# [Texte]

========================

Association Bloom

Contre la destruction de l'océan, du climat et des pêcheurs artisans

Une ONG 100% efficace

Vous mobiliser Faire un don

14 mai 2024

Anatomie d’une chute : le gouvernement français se discrédite en formant une coalition antiécologique européenne sur fond de fake news

Le gouvernement vient d’achever le mince crédit politique sur l’écologie qui lui restait sur la scène internationale en prenant la tête d’une coalition antiécologique européenne contre le Royaume-Uni sur fond de fake news fabriquées par les lobbies et colportées sans vérification par le ministre délégué à l’Europe Jean-Noël Barrot. BLOOM a fait le fact-checking.

Plus de doute sur qui est le patron de l’océan. Contrairement à ce que l’on pourrait croire, ce n’est pas l’État français qui est souverain dans ses eaux mais le lobby du chalut, défenseur de la méthode de pêche la plus destructrice pratiquée en Europe.

Lorsqu’en mars dernier, le Royaume-Uni a pris les premières mesures pour réellement protéger ses eaux en interdisant la pire technique de pêche, le chalutage de fond, dans une toute petite partie de ses aires marines dites « protégées » (et qui ne l’étaient pas jusque-là), le gouvernement français est monté au créneau à Bruxelles et a formé une coalition de huit États pour se battre contre la protection à ses yeux insupportable de l’environnement et du climat décrétée par nos voisins britanniques.

========================

Données extraites d'une collection:
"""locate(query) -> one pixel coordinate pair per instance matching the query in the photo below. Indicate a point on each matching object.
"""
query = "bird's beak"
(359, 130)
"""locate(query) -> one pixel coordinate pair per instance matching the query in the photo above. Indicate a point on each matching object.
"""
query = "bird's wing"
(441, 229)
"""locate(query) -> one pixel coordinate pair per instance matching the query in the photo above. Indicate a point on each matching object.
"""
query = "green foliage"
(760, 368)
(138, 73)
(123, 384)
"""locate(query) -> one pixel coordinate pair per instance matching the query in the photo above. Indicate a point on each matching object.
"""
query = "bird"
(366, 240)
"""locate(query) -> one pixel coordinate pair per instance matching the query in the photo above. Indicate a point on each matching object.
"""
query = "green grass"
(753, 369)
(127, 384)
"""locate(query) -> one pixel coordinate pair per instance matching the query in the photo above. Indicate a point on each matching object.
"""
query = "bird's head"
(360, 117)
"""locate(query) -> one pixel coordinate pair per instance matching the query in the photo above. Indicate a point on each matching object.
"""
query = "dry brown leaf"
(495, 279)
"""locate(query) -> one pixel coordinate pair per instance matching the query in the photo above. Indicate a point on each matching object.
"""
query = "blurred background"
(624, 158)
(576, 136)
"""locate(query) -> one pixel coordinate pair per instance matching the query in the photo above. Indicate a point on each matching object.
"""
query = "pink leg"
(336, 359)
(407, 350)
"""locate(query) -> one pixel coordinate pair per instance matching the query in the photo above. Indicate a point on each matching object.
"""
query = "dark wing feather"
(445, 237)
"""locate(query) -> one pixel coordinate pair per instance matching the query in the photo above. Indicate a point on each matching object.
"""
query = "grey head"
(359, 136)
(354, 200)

========================

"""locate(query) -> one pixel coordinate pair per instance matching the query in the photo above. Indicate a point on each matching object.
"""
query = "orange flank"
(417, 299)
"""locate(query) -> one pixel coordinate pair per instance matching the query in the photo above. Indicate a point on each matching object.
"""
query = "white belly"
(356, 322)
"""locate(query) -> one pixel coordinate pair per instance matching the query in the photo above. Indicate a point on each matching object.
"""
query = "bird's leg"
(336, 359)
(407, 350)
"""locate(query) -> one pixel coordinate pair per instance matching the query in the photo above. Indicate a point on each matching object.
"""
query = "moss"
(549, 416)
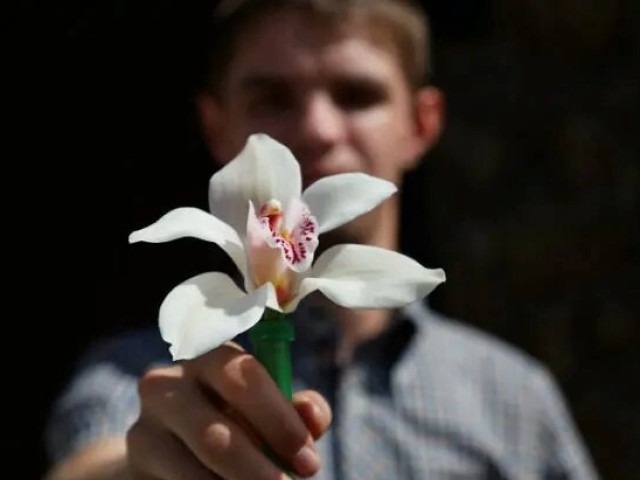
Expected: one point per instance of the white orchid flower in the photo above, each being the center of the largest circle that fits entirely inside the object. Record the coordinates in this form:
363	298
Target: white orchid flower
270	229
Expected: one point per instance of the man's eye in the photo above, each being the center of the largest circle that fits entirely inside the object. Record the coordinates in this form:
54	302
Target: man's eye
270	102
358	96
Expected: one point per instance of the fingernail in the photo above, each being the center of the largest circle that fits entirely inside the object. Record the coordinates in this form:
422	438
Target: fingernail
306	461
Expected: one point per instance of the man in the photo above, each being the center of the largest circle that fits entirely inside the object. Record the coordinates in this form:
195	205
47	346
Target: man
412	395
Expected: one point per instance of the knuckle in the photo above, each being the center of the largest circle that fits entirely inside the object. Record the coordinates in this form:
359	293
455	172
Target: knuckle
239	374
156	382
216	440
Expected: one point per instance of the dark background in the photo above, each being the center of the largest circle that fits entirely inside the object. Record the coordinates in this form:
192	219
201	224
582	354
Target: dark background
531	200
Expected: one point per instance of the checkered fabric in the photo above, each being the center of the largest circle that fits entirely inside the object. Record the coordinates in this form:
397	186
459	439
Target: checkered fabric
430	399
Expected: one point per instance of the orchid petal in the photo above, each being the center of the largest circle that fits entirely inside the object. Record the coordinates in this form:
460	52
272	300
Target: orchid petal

========================

# [À faire]
1. Traduisez en anglais la phrase suivante de l'article de BLOOM : « Contrairement à ce que l'on pourrait croire, ce n'est pas l'État français qui est souverain dans ses eaux mais le lobby du chalut, défenseur de la méthode de pêche la plus destructrice pratiquée en Europe. »
2. D'après l'article de BLOOM, combien d'États compte la coalition formée par le gouvernement français ?
3. Extrayez de l'article de BLOOM le passage qui commence à « Association Bloom » et se termine à « fait le fact-checking. ».
Les lignes fournies constituent un matériau distinct de l'article de BLOOM.

# [Corrigés]
1. Contrary to what one might think, it is not the French State that is sovereign in its waters but the trawling lobby, defender of the most destructive fishing method practiced in Europe.

2. Huit États.

3.
Association Bloom

Contre la destruction de l'océan, du climat et des pêcheurs artisans

Une ONG 100% efficace

Vous mobiliser Faire un don

14 mai 2024

Anatomie d’une chute : le gouvernement français se discrédite en formant une coalition antiécologique européenne sur fond de fake news

Le gouvernement vient d’achever le mince crédit politique sur l’écologie qui lui restait sur la scène internationale en prenant la tête d’une coalition antiécologique européenne contre le Royaume-Uni sur fond de fake news fabriquées par les lobbies et colportées sans vérification par le ministre délégué à l’Europe Jean-Noël Barrot. BLOOM a fait le fact-checking.